News (Media Awareness Project) - US: Smugglers Refine Tricks To Pass Stricter Security |
Title: | US: Smugglers Refine Tricks To Pass Stricter Security |
Published On: | 2002-04-11 |
Source: | USA Today (US) |
Fetched On: | 2008-08-30 18:43:30 |
SMUGGLERS REFINE TRICKS TO PASS STRICTER SECURITY
Border Agents Confiscating Record Amount Of Narcotics, But Stable Price On
The Street Reflects Drug Rings' Success
WASHINGTON -- Smugglers are finding new ways to get cocaine, heroin and
Ecstasy into the United States, even as increased security at U.S. borders
and airports is leading to record drug busts, authorities say.
In recent months, U.S. officials have been surprised by the ingenuity of
South American, Mexican and European drug-smuggling rings, whose operations
virtually shut down just after the Sept. 11 terrorist attacks because of
dramatically increased security at U.S. borders.
When the rings tried to re-establish smuggling routes later in the fall,
border agents began seizing unprecedented amounts of drugs. At key
crossings in California and South Texas, seizures of cocaine and marijuana
doubled from the same period the previous year.

* * * * *

*What you have to do*. Write out the drug-smuggling article starting at "News (Media Awareness" and ending at "busts, authorities say.", swapping "Ecstasy" for "methamphetamine".

* * * * *

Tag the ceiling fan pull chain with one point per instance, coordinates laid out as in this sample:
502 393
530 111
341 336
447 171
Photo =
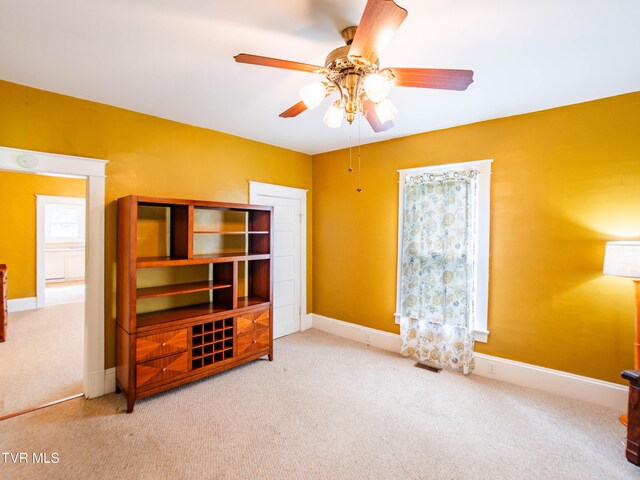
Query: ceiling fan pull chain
359 189
350 146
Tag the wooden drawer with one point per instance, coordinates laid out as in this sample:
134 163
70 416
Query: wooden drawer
161 344
252 321
161 369
258 340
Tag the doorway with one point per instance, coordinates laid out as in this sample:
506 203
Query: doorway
289 255
95 380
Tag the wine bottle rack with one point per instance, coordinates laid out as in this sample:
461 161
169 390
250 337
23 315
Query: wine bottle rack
195 291
211 343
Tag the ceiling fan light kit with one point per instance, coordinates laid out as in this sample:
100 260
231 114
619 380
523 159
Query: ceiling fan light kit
353 71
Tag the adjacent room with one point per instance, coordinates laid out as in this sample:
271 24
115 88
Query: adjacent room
346 239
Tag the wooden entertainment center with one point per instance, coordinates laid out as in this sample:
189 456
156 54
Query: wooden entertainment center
194 291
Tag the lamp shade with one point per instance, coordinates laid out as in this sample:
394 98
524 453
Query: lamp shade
622 259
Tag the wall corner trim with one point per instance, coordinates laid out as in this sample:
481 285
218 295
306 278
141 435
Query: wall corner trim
564 384
21 304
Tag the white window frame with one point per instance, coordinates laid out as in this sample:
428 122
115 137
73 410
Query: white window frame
78 203
481 331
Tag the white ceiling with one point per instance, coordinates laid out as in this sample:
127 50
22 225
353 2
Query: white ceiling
174 58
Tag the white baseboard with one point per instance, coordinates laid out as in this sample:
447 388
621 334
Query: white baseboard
306 322
523 374
21 304
109 380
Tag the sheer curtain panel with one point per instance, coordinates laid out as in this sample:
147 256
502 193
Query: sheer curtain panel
438 265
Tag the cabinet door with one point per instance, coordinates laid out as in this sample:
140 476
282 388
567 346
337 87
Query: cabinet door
54 265
75 264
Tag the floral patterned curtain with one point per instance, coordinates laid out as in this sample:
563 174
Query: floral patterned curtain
438 269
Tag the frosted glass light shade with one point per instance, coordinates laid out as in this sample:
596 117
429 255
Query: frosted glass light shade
376 87
313 94
333 117
622 259
386 111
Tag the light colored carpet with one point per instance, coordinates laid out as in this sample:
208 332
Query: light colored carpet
326 408
55 294
41 360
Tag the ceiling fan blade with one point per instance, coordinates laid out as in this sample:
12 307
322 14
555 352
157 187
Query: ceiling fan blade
380 21
433 78
275 62
294 111
372 117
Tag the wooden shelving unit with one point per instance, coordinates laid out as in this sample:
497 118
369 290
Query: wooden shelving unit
204 303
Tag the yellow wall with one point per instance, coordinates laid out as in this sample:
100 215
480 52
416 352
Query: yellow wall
564 181
18 219
147 156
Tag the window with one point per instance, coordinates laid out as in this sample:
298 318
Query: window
64 223
483 167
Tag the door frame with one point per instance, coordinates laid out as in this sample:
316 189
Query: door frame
41 201
259 189
93 170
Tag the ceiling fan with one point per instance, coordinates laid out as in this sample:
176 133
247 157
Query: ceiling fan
354 72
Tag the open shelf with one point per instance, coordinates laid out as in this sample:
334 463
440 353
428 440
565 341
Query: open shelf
174 314
188 272
150 262
220 232
164 290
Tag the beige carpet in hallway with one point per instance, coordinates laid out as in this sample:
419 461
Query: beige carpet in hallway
325 408
41 360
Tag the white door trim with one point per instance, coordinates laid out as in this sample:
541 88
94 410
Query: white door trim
41 201
269 190
93 170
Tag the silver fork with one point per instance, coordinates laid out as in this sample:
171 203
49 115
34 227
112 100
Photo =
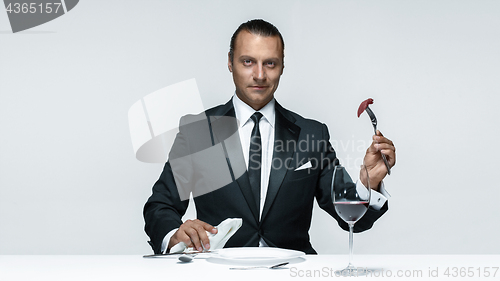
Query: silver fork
374 123
256 267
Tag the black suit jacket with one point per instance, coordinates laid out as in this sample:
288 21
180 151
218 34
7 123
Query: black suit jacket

* * * * *

*Exercise result*.
News (Media Awareness Project) - US: Smugglers Refine Tricks To Pass Stricter Security |
Title: | US: Smugglers Refine Tricks To Pass Stricter Security |
Published On: | 2002-04-11 |
Source: | USA Today (US) |
Fetched On: | 2008-08-30 18:43:30 |
SMUGGLERS REFINE TRICKS TO PASS STRICTER SECURITY
Border Agents Confiscating Record Amount Of Narcotics, But Stable Price On
The Street Reflects Drug Rings' Success
WASHINGTON -- Smugglers are finding new ways to get cocaine, heroin and
methamphetamine into the United States, even as increased security at U.S. borders
and airports is leading to record drug busts, authorities say.